#### [TEXT]

⁂

New Jersey State Bar Association - The voluntary Bar Association of New Jersey, serving members since 1899.

Capitol Report

June 11, 2012

 

This is a status report on recently passed and pending legislation, regulations, gubernatorial nominations and/or appointments of interest to lawyers. The report may also include information about appearances of NJSBA representatives before legislative committees, and the involvement of the NJSBA as amicus in appellate court matters. The government affairs department of the association compiles the report. Following each bill number is the sponsor’s name, the NJSBA position, if any, bill description and status. Full and previous versions of the Capitol Report with links to related text are available online at www.njsba.com.

 

Pending Legislation

 

CASINO LAW

S-2049 (PDF) (Whelan) Authorizes the Casino Reinvestment Development Authority (CRDA) to enter into certain cooperative purchasing agreements with local government entities. Currently, under the Local Public Contracts Law, P.L.1971, c.198 (C.40A-11-1 et seq.), a state authority, such as the CRDA, is not considered a “contracting unit,” and is therefore ineligible to enter into cooperative purchasing agreements with local entities. This bill would amend the law to allow the CRDA to engage in such contracts for the limited purpose of purchasing fuel sold by local entities. On June 4, the bill was introduced and referred to the Senate State Government, Wagering, Tourism and Historic Preservation Committee.

⁂

#### [ENTRIES PROVIDED]
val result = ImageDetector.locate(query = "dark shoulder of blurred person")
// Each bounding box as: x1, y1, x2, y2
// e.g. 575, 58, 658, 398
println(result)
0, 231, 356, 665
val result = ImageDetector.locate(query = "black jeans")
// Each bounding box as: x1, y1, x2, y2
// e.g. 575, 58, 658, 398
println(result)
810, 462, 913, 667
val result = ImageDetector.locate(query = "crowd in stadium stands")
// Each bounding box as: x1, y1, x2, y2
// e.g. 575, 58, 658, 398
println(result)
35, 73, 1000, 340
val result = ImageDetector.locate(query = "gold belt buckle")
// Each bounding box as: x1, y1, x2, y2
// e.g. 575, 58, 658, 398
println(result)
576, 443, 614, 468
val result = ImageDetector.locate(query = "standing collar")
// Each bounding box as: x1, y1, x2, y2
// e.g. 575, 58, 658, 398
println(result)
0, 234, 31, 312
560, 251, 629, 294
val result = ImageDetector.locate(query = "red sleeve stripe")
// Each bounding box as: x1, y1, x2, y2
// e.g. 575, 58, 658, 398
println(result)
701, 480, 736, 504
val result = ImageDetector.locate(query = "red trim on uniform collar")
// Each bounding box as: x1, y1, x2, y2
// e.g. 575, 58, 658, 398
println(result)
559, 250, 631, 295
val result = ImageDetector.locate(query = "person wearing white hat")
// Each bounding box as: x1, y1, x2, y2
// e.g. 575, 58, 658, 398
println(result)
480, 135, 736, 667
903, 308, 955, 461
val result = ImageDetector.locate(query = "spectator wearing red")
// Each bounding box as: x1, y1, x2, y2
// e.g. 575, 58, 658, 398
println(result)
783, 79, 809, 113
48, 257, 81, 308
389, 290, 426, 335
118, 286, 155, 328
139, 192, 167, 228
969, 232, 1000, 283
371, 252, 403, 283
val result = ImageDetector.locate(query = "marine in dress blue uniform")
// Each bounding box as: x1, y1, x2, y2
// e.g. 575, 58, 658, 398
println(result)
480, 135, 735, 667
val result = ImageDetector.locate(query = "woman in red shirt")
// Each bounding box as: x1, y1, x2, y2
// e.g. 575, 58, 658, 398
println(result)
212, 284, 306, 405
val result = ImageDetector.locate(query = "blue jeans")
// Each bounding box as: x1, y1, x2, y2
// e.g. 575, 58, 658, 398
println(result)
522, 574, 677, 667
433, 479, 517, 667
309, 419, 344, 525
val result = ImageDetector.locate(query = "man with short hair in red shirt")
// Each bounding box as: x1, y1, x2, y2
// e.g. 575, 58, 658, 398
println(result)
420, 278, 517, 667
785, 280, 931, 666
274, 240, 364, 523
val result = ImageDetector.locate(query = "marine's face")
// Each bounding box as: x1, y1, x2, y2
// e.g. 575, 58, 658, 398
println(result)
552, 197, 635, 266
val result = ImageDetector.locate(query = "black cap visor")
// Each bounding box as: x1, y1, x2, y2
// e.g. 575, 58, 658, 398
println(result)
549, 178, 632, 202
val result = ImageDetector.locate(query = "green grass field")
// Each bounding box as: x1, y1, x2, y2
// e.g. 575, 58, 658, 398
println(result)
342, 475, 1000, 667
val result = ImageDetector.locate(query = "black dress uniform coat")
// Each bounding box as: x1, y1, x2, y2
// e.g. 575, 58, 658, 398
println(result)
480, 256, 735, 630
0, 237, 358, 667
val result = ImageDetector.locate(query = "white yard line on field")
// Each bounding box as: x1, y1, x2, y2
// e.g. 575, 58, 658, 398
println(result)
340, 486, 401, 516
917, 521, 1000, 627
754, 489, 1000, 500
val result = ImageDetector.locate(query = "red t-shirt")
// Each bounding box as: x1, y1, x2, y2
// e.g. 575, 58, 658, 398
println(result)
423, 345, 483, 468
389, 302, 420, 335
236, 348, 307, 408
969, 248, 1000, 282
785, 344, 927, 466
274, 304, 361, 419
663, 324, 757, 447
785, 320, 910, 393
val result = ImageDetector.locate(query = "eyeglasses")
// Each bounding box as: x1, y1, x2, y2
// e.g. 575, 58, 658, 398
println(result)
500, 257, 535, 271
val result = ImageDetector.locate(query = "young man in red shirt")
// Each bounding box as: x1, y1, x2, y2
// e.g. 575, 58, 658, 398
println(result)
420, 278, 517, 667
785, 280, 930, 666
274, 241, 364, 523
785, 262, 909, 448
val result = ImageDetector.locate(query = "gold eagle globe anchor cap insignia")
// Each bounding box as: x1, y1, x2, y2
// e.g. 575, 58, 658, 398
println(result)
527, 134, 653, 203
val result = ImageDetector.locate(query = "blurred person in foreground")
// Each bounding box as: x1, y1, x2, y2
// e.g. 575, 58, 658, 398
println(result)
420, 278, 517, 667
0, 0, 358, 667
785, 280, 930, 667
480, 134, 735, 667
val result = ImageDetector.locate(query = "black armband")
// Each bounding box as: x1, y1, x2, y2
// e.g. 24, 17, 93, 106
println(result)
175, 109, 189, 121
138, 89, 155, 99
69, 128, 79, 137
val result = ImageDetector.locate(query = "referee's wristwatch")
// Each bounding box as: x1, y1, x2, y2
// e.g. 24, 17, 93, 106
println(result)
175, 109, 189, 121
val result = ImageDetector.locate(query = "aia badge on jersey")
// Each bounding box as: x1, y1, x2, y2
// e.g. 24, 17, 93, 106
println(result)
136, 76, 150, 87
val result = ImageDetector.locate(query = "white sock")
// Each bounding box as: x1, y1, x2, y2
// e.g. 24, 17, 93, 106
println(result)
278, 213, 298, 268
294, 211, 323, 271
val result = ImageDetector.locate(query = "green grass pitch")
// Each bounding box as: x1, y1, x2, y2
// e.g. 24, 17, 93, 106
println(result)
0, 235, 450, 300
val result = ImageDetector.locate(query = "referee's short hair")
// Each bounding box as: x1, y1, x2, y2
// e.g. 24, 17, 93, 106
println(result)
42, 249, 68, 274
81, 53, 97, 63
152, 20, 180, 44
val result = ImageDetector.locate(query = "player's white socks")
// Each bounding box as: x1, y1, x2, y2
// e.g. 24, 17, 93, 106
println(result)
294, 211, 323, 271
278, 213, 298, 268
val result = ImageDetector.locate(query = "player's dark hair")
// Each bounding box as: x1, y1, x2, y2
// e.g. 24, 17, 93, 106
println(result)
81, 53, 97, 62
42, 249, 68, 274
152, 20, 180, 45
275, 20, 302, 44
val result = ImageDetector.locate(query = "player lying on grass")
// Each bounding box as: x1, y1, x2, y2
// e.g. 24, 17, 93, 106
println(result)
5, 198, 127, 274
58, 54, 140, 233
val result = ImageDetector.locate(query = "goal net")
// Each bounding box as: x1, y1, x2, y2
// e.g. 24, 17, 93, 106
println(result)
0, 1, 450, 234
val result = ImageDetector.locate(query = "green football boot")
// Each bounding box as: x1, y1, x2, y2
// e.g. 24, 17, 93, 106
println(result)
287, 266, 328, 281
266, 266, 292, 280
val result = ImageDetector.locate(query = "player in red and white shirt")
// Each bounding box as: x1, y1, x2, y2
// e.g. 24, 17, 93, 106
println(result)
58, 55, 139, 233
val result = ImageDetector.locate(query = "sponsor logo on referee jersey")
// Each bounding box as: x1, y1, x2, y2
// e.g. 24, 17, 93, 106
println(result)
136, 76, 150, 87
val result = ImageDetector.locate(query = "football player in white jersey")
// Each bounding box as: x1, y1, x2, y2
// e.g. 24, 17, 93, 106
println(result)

⁂

#### [CHALLENGES]
**A)** In the Capitol Report, which department of the association compiles the report?
**B)** Continue the Capitol Report from its last sentence.

#### [RESULTS OF THE EXERCISE]
**A)** The government affairs department compiles it.

**B)**
 

CRIMINAL LAW     

S-380 (PDF) (Allen) Enacts the Jessica Lunsford Act, which would impose mandatory terms of imprisonment on persons convicted of aggravated sexual assault against a child under the age of 13. On June 4, the bill was released from the Senate Law and Public Safety Committee with a substitute and referred to the Senate Budget and Appropriations Committee.

 

SCR-107 (PDF) (Norcross) Proposes an amendment to the New Jersey Constitution that would enhance the safety of the public, the integrity of the criminal justice process, and reduce reliance on monetary bail, by modifying the constitutional right to bail. On June 4, the bill was released from the Senate Law and Public Safety Committee with amendments and is awaiting Senate vote. Currently, under the constitution, all persons are entitled to bail before conviction, except certain persons charged with capital crimes, which are punishable by death. Because New Jersey has eliminated the death penalty, all persons are entitled to bail. This amendment authorizes courts, under certain conditions, to deny pretrial release of certain offenders. In order to deny pretrial release, the court would be required to find that no amount of bail, pretrial release conditions, or combination of bail and conditions would assure the defendant’s appearance for trial. The court also could deny pretrial release to protect the safety of any person or the community, or to prevent the defendant from obstructing or attempting to obstruct the criminal justice process. The amendment further authorizes the Legislature to enact laws establishing procedures, terms, and conditions applicable to releasing defendants prior to trial and denial of pretrial release.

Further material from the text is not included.